--- BEGIN ---

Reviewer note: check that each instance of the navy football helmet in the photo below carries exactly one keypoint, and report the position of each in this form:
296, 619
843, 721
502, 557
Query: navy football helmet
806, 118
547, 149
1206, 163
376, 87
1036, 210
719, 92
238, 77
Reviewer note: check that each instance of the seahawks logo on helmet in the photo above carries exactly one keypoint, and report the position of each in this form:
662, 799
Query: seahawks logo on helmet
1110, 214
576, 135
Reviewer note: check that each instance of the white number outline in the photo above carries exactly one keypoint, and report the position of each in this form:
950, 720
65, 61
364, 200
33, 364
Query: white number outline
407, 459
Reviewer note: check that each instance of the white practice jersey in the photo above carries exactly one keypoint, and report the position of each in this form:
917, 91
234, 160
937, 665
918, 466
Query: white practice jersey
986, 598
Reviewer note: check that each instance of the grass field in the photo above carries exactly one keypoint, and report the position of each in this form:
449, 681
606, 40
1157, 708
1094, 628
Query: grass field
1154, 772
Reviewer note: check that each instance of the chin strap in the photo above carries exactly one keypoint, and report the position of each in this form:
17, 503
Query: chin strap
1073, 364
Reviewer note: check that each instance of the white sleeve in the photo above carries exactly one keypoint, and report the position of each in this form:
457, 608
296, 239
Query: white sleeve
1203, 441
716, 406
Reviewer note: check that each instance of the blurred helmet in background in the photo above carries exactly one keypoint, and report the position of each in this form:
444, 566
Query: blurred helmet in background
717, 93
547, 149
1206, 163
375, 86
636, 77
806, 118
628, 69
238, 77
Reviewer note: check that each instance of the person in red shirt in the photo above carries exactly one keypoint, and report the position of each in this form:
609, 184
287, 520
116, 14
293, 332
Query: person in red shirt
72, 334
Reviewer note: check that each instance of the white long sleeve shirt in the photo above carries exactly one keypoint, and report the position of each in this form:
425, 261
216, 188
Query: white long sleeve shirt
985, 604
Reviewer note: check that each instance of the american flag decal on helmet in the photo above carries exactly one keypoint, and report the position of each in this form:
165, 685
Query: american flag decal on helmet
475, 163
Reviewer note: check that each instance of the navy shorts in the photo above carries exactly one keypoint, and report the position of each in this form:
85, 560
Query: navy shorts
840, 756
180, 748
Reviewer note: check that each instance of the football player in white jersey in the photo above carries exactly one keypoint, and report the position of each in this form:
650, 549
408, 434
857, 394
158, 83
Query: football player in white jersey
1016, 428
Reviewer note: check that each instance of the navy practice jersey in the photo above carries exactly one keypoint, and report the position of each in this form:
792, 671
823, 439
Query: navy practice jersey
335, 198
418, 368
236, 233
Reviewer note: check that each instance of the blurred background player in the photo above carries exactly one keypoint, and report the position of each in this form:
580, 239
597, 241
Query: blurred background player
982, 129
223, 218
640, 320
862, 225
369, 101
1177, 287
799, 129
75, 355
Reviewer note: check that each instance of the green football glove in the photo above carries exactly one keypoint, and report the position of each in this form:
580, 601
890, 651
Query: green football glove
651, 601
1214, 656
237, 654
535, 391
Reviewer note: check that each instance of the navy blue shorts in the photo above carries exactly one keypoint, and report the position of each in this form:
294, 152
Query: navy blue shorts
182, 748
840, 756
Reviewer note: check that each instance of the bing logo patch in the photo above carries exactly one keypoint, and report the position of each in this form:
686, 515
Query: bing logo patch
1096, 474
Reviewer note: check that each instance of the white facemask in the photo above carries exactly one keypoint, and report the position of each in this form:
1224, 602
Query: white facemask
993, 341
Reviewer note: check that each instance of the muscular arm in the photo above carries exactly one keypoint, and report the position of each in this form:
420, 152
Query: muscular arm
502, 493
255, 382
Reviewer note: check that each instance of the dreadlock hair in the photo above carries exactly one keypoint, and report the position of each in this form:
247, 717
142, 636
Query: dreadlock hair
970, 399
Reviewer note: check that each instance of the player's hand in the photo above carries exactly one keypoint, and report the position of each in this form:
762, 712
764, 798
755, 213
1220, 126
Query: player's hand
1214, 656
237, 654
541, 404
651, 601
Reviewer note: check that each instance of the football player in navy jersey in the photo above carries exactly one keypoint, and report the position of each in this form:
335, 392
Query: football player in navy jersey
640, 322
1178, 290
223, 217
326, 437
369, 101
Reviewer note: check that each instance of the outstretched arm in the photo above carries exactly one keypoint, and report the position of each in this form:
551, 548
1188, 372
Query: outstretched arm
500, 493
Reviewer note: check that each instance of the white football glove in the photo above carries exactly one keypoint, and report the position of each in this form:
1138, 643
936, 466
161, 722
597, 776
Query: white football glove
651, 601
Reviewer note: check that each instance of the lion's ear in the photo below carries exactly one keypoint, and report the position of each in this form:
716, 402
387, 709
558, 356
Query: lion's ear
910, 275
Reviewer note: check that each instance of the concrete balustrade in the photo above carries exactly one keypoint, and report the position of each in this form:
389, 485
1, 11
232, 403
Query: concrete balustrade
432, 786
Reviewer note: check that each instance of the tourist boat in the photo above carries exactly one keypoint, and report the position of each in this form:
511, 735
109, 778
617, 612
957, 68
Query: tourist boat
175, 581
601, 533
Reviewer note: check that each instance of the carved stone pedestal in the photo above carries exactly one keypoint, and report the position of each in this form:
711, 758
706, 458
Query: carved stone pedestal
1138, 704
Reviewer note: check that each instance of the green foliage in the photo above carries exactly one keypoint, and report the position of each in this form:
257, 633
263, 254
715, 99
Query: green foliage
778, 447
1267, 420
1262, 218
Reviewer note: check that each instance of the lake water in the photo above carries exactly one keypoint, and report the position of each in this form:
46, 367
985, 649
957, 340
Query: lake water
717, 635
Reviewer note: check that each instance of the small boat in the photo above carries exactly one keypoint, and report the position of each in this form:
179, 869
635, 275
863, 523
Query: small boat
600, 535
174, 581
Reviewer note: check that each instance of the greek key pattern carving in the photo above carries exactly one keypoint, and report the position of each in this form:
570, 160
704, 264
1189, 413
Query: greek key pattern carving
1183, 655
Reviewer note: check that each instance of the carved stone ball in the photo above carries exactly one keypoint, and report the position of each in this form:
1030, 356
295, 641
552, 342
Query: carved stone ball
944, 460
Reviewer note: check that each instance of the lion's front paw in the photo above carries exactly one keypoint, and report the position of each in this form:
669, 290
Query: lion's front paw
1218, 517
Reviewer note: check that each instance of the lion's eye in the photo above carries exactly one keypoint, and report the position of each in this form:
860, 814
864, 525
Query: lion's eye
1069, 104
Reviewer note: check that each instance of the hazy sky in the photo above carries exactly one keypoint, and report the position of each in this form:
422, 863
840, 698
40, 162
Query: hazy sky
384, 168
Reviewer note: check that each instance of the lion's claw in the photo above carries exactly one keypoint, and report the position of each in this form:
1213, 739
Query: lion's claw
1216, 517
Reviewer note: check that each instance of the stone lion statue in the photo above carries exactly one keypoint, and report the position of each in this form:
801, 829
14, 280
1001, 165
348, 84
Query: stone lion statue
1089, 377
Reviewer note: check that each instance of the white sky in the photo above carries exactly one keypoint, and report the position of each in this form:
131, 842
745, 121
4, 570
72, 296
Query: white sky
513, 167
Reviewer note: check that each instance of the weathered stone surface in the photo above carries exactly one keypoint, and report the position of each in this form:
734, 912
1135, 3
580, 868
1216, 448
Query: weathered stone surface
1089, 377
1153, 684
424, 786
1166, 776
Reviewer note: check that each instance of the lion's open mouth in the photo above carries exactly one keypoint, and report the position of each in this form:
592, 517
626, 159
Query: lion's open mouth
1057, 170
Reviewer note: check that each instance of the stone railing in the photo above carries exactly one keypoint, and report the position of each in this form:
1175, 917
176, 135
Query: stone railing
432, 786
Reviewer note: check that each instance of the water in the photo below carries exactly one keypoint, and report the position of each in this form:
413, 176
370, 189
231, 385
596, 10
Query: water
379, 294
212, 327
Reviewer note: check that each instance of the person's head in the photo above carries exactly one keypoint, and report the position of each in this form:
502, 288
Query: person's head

--- END ---

Brief. Beginning at the line that holds "Reviewer note: check that each instance of the weathered", write out word for word each line through the end of the records.

Answer for this exercise.
Reviewer note: check that each instance of the weathered stone surface in the photo above carries exactly one keypoint, and report the position of each in this form:
734, 912
1135, 3
580, 868
1216, 448
Query: weathered stone surface
1089, 377
1153, 684
424, 786
1166, 776
Reviewer note: check that each instance of the lion's open mouth in the photo above carries exactly one keypoint, and report the position of each in this form:
592, 517
626, 159
Query: lion's open mouth
1057, 170
Reviewer note: check that each instance of the stone railing in the photo above carries exactly one keypoint, and report the position of each in this form:
1175, 917
176, 135
Query: stone railing
432, 786
Reviewer note: check that each instance of the water in the photo below carries exactly one keypoint, and report the position of each in this form:
413, 176
370, 189
231, 385
596, 10
Query: water
379, 294
212, 327
Reviewer note: check that each instance of the person's head in the photo above carries exactly one keypoint, and report the position of each in this form:
502, 288
Query: person's head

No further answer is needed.